◆ **EXERCISE INSTRUCTIONS**: Retype word for word the lines of the data below, from the first to the one bearing "--detect dog's front paw", with that one included.

Image-backed grounding data
[Start of Attachment]
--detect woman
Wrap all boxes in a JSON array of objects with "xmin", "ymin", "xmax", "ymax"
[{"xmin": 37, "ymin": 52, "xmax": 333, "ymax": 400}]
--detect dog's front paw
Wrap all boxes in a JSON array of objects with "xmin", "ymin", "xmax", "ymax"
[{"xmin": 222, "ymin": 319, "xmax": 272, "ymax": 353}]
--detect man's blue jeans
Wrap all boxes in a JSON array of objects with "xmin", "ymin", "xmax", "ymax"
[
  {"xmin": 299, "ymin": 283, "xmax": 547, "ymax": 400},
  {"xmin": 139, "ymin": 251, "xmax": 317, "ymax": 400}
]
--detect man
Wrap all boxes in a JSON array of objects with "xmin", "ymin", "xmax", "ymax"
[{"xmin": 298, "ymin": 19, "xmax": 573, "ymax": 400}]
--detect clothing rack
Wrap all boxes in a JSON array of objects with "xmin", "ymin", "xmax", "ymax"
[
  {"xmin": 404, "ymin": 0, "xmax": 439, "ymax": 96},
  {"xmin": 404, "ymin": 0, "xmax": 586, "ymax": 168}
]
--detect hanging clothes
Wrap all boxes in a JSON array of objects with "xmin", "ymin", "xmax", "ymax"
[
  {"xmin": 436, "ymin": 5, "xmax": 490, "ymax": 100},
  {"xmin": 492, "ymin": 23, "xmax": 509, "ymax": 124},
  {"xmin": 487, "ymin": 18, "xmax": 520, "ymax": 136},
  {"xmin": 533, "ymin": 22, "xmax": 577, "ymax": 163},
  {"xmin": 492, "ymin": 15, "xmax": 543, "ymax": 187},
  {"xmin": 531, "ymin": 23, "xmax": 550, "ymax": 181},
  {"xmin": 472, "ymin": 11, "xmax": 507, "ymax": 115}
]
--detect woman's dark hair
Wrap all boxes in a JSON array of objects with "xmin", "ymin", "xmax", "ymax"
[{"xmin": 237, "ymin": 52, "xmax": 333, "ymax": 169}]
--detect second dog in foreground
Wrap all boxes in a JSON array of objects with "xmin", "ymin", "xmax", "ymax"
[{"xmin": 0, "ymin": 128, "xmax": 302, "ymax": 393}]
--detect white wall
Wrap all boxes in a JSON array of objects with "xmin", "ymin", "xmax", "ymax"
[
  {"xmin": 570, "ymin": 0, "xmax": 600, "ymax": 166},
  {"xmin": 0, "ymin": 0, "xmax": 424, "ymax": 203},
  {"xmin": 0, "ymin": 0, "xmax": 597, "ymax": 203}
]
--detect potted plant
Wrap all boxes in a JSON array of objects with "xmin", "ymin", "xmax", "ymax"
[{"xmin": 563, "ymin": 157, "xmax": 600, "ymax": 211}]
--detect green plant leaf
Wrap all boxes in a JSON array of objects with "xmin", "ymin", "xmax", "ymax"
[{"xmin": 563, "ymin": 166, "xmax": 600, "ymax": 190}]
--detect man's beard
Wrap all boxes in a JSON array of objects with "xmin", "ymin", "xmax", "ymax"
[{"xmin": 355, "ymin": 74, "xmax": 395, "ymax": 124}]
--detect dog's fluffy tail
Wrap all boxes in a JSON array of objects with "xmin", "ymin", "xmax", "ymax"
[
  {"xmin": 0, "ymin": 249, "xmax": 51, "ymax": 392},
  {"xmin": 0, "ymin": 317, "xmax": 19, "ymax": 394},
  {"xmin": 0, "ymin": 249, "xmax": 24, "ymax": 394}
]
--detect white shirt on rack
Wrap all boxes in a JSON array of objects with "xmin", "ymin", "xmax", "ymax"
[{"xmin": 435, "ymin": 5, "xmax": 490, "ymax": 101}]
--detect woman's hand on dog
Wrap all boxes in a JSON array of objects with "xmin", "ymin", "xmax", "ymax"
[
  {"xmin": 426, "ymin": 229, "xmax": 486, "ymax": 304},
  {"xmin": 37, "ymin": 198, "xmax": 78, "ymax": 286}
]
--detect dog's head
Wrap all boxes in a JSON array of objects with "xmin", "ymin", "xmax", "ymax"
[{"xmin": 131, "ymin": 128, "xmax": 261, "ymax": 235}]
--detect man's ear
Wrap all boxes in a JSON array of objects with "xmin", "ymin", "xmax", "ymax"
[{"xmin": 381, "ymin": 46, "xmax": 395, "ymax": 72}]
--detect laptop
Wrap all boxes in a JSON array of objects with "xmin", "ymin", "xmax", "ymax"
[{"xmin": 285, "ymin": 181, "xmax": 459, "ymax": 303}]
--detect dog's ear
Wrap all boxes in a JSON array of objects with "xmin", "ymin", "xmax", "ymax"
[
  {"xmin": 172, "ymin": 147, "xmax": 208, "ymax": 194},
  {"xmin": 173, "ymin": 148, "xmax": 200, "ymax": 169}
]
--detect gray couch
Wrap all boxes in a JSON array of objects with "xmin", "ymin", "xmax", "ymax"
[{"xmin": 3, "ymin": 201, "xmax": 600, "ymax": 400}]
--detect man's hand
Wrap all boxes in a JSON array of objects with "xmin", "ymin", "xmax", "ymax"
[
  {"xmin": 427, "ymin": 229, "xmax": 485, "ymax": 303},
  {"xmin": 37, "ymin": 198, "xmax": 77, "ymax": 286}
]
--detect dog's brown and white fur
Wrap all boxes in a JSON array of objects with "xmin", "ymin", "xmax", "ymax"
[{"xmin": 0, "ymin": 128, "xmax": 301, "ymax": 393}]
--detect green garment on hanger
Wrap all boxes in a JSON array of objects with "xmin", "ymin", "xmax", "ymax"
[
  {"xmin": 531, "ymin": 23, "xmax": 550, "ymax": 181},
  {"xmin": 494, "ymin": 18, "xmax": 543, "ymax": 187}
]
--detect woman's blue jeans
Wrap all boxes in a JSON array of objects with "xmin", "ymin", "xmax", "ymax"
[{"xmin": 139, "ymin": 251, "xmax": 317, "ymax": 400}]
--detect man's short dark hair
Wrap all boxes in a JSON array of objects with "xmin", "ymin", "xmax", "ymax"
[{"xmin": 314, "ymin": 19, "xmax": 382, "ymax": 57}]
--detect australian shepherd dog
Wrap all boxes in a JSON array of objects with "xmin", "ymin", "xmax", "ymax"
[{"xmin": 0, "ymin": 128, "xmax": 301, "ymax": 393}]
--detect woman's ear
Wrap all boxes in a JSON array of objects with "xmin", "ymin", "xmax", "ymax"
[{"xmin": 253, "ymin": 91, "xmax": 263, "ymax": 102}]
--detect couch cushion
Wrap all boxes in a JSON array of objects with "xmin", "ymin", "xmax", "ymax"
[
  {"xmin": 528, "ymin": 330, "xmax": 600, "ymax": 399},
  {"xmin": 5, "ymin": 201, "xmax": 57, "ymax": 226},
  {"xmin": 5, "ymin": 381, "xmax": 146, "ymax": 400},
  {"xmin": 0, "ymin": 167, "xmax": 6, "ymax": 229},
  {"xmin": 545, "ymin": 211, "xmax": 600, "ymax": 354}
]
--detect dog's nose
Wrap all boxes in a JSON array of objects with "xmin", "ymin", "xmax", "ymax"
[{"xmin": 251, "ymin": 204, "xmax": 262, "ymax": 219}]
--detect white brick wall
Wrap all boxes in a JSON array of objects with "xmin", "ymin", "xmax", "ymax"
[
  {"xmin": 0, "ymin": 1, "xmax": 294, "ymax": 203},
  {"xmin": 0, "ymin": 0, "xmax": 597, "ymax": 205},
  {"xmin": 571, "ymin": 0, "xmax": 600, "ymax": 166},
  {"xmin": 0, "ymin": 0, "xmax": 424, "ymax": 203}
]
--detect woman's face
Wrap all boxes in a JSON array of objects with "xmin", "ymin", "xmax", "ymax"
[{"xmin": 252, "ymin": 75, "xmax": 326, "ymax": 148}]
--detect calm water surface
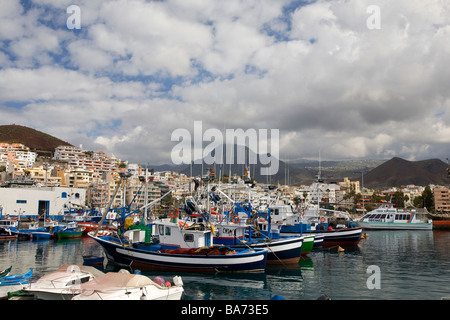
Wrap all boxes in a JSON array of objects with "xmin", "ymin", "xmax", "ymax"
[{"xmin": 1, "ymin": 230, "xmax": 449, "ymax": 300}]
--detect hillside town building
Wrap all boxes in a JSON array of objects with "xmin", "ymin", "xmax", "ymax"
[
  {"xmin": 434, "ymin": 186, "xmax": 450, "ymax": 213},
  {"xmin": 1, "ymin": 142, "xmax": 449, "ymax": 218}
]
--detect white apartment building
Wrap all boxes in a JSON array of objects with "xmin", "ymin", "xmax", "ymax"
[
  {"xmin": 54, "ymin": 145, "xmax": 120, "ymax": 173},
  {"xmin": 0, "ymin": 143, "xmax": 37, "ymax": 171}
]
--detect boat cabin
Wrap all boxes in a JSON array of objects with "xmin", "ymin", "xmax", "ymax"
[
  {"xmin": 0, "ymin": 219, "xmax": 19, "ymax": 231},
  {"xmin": 123, "ymin": 220, "xmax": 214, "ymax": 249},
  {"xmin": 213, "ymin": 223, "xmax": 246, "ymax": 245},
  {"xmin": 154, "ymin": 221, "xmax": 213, "ymax": 249},
  {"xmin": 268, "ymin": 204, "xmax": 299, "ymax": 224}
]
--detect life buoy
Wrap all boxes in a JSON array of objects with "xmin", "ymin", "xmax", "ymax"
[
  {"xmin": 46, "ymin": 218, "xmax": 51, "ymax": 223},
  {"xmin": 169, "ymin": 208, "xmax": 179, "ymax": 219},
  {"xmin": 320, "ymin": 216, "xmax": 326, "ymax": 223},
  {"xmin": 232, "ymin": 215, "xmax": 240, "ymax": 224}
]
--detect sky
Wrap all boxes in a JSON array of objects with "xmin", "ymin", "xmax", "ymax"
[{"xmin": 1, "ymin": 0, "xmax": 450, "ymax": 166}]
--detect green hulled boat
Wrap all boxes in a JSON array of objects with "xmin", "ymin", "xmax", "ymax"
[
  {"xmin": 55, "ymin": 227, "xmax": 85, "ymax": 239},
  {"xmin": 301, "ymin": 235, "xmax": 315, "ymax": 255}
]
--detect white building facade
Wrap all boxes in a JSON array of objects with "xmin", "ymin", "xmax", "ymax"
[{"xmin": 0, "ymin": 186, "xmax": 86, "ymax": 220}]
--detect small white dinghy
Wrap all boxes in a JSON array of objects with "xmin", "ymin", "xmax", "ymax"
[{"xmin": 72, "ymin": 271, "xmax": 184, "ymax": 300}]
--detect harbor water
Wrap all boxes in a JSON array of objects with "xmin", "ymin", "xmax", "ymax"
[{"xmin": 1, "ymin": 230, "xmax": 449, "ymax": 300}]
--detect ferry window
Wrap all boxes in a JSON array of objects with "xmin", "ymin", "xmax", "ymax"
[
  {"xmin": 75, "ymin": 193, "xmax": 80, "ymax": 198},
  {"xmin": 184, "ymin": 234, "xmax": 194, "ymax": 242},
  {"xmin": 165, "ymin": 227, "xmax": 171, "ymax": 236},
  {"xmin": 274, "ymin": 209, "xmax": 279, "ymax": 215},
  {"xmin": 158, "ymin": 225, "xmax": 164, "ymax": 235},
  {"xmin": 380, "ymin": 214, "xmax": 386, "ymax": 219},
  {"xmin": 16, "ymin": 200, "xmax": 27, "ymax": 204}
]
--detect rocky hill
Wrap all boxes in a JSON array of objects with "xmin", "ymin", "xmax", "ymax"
[
  {"xmin": 0, "ymin": 124, "xmax": 72, "ymax": 156},
  {"xmin": 363, "ymin": 157, "xmax": 449, "ymax": 188}
]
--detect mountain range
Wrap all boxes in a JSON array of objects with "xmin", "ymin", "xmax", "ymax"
[{"xmin": 1, "ymin": 124, "xmax": 448, "ymax": 188}]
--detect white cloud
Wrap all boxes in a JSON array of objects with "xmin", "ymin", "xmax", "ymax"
[{"xmin": 1, "ymin": 0, "xmax": 450, "ymax": 166}]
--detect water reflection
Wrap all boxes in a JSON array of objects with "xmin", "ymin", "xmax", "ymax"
[{"xmin": 1, "ymin": 230, "xmax": 449, "ymax": 300}]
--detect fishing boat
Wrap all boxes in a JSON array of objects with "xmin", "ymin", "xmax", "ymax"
[
  {"xmin": 356, "ymin": 203, "xmax": 432, "ymax": 230},
  {"xmin": 72, "ymin": 271, "xmax": 184, "ymax": 300},
  {"xmin": 203, "ymin": 188, "xmax": 304, "ymax": 264},
  {"xmin": 25, "ymin": 264, "xmax": 105, "ymax": 300},
  {"xmin": 88, "ymin": 174, "xmax": 268, "ymax": 272},
  {"xmin": 82, "ymin": 255, "xmax": 105, "ymax": 266},
  {"xmin": 213, "ymin": 218, "xmax": 304, "ymax": 264},
  {"xmin": 0, "ymin": 227, "xmax": 17, "ymax": 240},
  {"xmin": 0, "ymin": 268, "xmax": 35, "ymax": 299},
  {"xmin": 89, "ymin": 218, "xmax": 268, "ymax": 272},
  {"xmin": 77, "ymin": 210, "xmax": 118, "ymax": 234},
  {"xmin": 55, "ymin": 225, "xmax": 85, "ymax": 239},
  {"xmin": 0, "ymin": 266, "xmax": 12, "ymax": 278},
  {"xmin": 269, "ymin": 203, "xmax": 362, "ymax": 247},
  {"xmin": 28, "ymin": 220, "xmax": 66, "ymax": 239}
]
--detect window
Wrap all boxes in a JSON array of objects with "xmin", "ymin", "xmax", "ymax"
[
  {"xmin": 184, "ymin": 234, "xmax": 194, "ymax": 242},
  {"xmin": 61, "ymin": 192, "xmax": 67, "ymax": 198},
  {"xmin": 165, "ymin": 227, "xmax": 171, "ymax": 236},
  {"xmin": 16, "ymin": 200, "xmax": 27, "ymax": 204}
]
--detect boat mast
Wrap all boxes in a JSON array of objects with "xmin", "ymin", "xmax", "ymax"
[End of Attachment]
◆ **OUTPUT FOR THIS EXERCISE**:
--detect woman
Wrap all boxes in a JSON array of objects with "xmin", "ymin", "xmax", "ymax"
[{"xmin": 37, "ymin": 52, "xmax": 333, "ymax": 400}]
--detect dog's front paw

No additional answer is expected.